BEGIN

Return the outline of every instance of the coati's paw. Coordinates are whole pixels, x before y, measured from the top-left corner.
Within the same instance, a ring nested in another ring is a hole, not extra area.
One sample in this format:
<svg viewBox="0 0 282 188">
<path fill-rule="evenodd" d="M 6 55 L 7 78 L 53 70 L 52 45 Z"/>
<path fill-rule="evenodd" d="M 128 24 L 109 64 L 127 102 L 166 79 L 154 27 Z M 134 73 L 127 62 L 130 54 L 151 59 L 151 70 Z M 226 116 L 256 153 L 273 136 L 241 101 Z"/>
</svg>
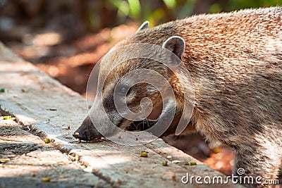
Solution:
<svg viewBox="0 0 282 188">
<path fill-rule="evenodd" d="M 157 122 L 157 120 L 142 120 L 140 121 L 133 121 L 132 122 L 128 127 L 126 127 L 126 130 L 128 131 L 134 131 L 134 130 L 138 130 L 138 131 L 142 131 L 147 130 L 154 125 L 156 124 Z"/>
</svg>

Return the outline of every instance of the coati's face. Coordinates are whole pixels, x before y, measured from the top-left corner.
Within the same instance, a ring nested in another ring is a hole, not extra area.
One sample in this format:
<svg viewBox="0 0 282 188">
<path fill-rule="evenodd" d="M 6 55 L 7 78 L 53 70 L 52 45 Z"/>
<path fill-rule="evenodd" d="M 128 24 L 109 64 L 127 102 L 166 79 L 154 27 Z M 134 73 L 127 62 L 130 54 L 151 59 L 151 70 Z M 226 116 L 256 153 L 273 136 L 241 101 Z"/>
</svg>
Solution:
<svg viewBox="0 0 282 188">
<path fill-rule="evenodd" d="M 142 25 L 140 30 L 147 26 Z M 162 48 L 180 58 L 184 45 L 182 38 L 173 37 L 164 42 Z M 130 51 L 139 50 L 133 48 Z M 118 60 L 122 54 L 127 54 L 123 52 L 111 50 L 111 58 L 102 59 L 95 101 L 82 124 L 73 134 L 75 137 L 92 140 L 102 134 L 114 134 L 115 127 L 126 130 L 133 121 L 147 117 L 151 109 L 164 99 L 164 91 L 171 88 L 174 76 L 167 66 L 146 56 Z M 167 84 L 160 77 L 164 78 Z M 163 91 L 161 96 L 159 89 Z"/>
</svg>

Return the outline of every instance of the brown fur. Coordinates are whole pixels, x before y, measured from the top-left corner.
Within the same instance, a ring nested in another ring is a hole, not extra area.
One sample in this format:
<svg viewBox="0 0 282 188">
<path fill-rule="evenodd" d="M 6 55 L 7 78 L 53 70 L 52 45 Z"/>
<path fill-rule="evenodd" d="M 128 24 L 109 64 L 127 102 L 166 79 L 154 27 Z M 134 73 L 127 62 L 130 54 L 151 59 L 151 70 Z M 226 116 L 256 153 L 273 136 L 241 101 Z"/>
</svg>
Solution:
<svg viewBox="0 0 282 188">
<path fill-rule="evenodd" d="M 182 61 L 190 73 L 196 102 L 183 134 L 196 129 L 211 142 L 233 148 L 234 172 L 243 168 L 246 175 L 276 178 L 282 160 L 282 8 L 192 16 L 138 31 L 116 47 L 161 46 L 174 35 L 185 42 Z M 141 64 L 128 65 L 121 65 L 113 79 Z M 164 71 L 178 97 L 166 132 L 171 134 L 182 113 L 183 93 L 178 79 Z M 138 92 L 142 97 L 148 95 L 144 91 Z M 158 97 L 152 98 L 156 105 Z"/>
</svg>

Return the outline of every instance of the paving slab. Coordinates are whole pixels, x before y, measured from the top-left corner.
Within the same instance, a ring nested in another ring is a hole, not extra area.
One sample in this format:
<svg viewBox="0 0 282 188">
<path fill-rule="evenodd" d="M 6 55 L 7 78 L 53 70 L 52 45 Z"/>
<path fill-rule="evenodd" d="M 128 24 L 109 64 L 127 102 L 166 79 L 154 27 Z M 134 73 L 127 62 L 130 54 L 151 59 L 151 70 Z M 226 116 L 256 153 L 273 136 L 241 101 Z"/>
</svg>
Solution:
<svg viewBox="0 0 282 188">
<path fill-rule="evenodd" d="M 85 99 L 1 44 L 0 78 L 5 89 L 0 93 L 0 112 L 16 118 L 0 121 L 0 155 L 10 158 L 1 164 L 0 187 L 240 187 L 230 182 L 182 183 L 188 173 L 225 176 L 161 139 L 138 146 L 106 139 L 78 143 L 72 133 L 87 113 Z M 51 143 L 43 142 L 47 138 Z M 148 157 L 140 157 L 142 151 Z M 178 163 L 173 163 L 176 160 Z M 185 165 L 186 161 L 197 165 Z M 162 165 L 164 161 L 168 166 Z M 49 181 L 46 177 L 50 182 L 42 182 Z"/>
</svg>

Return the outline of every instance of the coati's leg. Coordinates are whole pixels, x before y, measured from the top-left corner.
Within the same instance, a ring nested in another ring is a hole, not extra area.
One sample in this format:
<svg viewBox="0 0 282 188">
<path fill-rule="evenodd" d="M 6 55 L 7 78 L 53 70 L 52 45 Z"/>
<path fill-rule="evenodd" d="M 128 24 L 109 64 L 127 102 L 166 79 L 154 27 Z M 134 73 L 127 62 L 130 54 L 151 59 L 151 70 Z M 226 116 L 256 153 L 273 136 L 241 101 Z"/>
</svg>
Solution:
<svg viewBox="0 0 282 188">
<path fill-rule="evenodd" d="M 238 183 L 249 187 L 267 187 L 265 180 L 276 180 L 281 165 L 282 156 L 279 146 L 269 141 L 264 140 L 264 145 L 247 143 L 237 148 L 233 174 L 238 176 Z M 250 182 L 252 177 L 253 182 Z"/>
</svg>

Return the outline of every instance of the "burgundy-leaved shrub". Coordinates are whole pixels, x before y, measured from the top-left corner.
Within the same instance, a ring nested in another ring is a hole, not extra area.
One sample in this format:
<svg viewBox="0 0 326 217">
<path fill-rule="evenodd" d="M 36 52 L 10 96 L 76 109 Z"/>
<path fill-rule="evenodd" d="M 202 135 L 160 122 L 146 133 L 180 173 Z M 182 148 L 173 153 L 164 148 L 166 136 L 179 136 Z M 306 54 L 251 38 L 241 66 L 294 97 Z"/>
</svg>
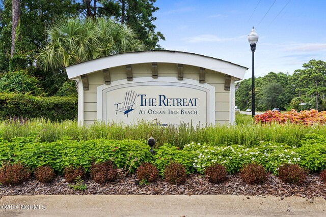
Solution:
<svg viewBox="0 0 326 217">
<path fill-rule="evenodd" d="M 206 168 L 205 175 L 210 182 L 218 183 L 227 179 L 228 171 L 223 165 L 216 164 Z"/>
<path fill-rule="evenodd" d="M 7 164 L 0 168 L 0 183 L 15 185 L 27 181 L 30 175 L 31 171 L 24 165 Z"/>
<path fill-rule="evenodd" d="M 166 181 L 170 184 L 182 184 L 187 179 L 185 167 L 177 162 L 171 163 L 167 166 L 164 173 Z"/>
<path fill-rule="evenodd" d="M 118 169 L 109 161 L 97 164 L 93 163 L 91 167 L 91 177 L 99 183 L 114 181 L 117 179 L 118 174 Z"/>
<path fill-rule="evenodd" d="M 299 184 L 307 178 L 308 171 L 297 164 L 284 164 L 278 168 L 279 178 L 285 183 Z"/>
<path fill-rule="evenodd" d="M 137 178 L 153 182 L 158 178 L 158 170 L 150 163 L 144 163 L 137 168 Z"/>
<path fill-rule="evenodd" d="M 240 177 L 248 184 L 258 184 L 265 181 L 268 174 L 264 167 L 257 164 L 249 164 L 243 167 L 239 174 Z"/>
</svg>

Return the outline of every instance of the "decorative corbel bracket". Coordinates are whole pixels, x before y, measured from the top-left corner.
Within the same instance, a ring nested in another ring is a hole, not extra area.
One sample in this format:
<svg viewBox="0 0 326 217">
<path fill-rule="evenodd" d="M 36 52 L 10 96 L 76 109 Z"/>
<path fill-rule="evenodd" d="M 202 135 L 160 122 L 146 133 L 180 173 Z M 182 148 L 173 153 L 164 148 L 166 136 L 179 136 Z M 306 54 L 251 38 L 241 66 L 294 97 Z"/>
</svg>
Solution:
<svg viewBox="0 0 326 217">
<path fill-rule="evenodd" d="M 201 84 L 205 83 L 205 68 L 201 67 L 199 68 L 199 83 Z"/>
<path fill-rule="evenodd" d="M 87 75 L 83 75 L 82 76 L 82 81 L 83 82 L 83 87 L 84 90 L 88 90 L 90 89 L 90 85 L 88 83 L 88 78 Z"/>
<path fill-rule="evenodd" d="M 183 64 L 178 64 L 178 80 L 183 80 Z"/>
<path fill-rule="evenodd" d="M 105 84 L 110 84 L 111 83 L 111 76 L 110 76 L 110 70 L 108 69 L 105 69 L 103 70 L 104 73 L 104 80 Z"/>
<path fill-rule="evenodd" d="M 231 76 L 226 75 L 225 82 L 224 82 L 224 90 L 230 90 L 230 86 L 231 85 Z"/>
<path fill-rule="evenodd" d="M 152 76 L 153 78 L 157 78 L 157 63 L 152 63 Z"/>
<path fill-rule="evenodd" d="M 131 65 L 126 65 L 126 71 L 127 72 L 127 80 L 132 80 L 132 69 Z"/>
</svg>

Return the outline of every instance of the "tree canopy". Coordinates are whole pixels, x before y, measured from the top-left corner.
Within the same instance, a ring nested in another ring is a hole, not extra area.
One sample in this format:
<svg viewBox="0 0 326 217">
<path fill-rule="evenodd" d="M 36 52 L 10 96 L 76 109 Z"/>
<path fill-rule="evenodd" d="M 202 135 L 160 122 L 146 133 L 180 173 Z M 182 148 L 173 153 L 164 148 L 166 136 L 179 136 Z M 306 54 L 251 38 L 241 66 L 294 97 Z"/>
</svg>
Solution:
<svg viewBox="0 0 326 217">
<path fill-rule="evenodd" d="M 60 19 L 47 32 L 49 42 L 37 58 L 45 70 L 144 49 L 131 29 L 104 18 Z"/>
<path fill-rule="evenodd" d="M 255 79 L 256 110 L 326 109 L 326 63 L 312 59 L 292 75 L 271 72 Z M 236 84 L 235 104 L 241 110 L 251 107 L 252 79 Z M 301 105 L 300 105 L 302 104 Z"/>
</svg>

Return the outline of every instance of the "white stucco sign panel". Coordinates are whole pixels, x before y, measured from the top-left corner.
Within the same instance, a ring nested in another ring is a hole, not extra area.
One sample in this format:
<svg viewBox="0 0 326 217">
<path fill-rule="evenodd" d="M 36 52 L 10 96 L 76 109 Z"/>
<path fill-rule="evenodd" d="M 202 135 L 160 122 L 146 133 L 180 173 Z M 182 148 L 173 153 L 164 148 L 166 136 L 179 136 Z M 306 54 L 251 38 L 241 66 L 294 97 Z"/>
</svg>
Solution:
<svg viewBox="0 0 326 217">
<path fill-rule="evenodd" d="M 135 78 L 98 87 L 98 119 L 126 123 L 155 120 L 162 126 L 214 121 L 214 87 L 191 79 L 155 80 Z"/>
</svg>

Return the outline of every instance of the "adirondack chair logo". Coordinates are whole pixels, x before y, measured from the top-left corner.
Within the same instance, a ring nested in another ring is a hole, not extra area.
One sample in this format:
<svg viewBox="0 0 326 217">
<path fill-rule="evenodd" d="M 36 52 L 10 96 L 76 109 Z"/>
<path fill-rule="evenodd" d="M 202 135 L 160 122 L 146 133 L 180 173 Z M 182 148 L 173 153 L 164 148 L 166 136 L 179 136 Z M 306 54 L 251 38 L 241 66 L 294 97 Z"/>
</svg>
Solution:
<svg viewBox="0 0 326 217">
<path fill-rule="evenodd" d="M 127 117 L 128 117 L 129 112 L 134 110 L 134 101 L 136 100 L 137 96 L 137 94 L 133 90 L 129 90 L 126 92 L 124 101 L 115 104 L 115 105 L 117 105 L 117 108 L 115 110 L 116 114 L 118 114 L 118 112 L 123 113 L 124 114 L 126 114 Z"/>
</svg>

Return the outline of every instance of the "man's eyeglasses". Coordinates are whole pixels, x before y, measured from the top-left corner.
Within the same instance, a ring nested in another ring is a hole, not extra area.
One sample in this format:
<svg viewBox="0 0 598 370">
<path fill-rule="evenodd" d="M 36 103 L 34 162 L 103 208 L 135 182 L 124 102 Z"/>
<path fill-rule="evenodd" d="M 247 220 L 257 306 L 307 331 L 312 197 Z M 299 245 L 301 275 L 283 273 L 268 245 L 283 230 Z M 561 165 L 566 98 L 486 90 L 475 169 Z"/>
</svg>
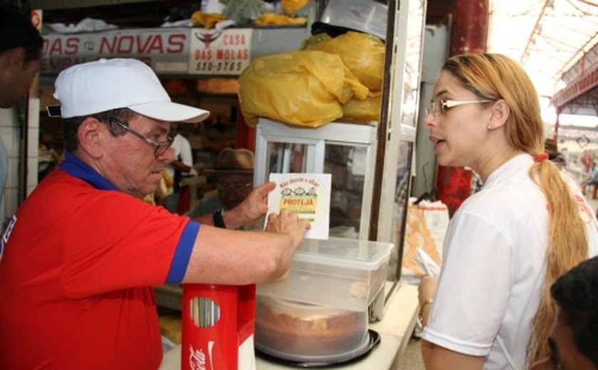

END

Exercise description
List each line above that contains the string "coati".

Solution to this exercise
Return the outline of every instance of the coati's paw. Coordinates are whole pixels, x before y, measured from the top-left corner.
Return the outline of every instance of the coati's face. Coordinates are whole pixels, x before y, measured from the top-left corner.
Return the outline of every instance of the coati's leg. Coordinates are whole pixels, x before y, measured from the top-left corner.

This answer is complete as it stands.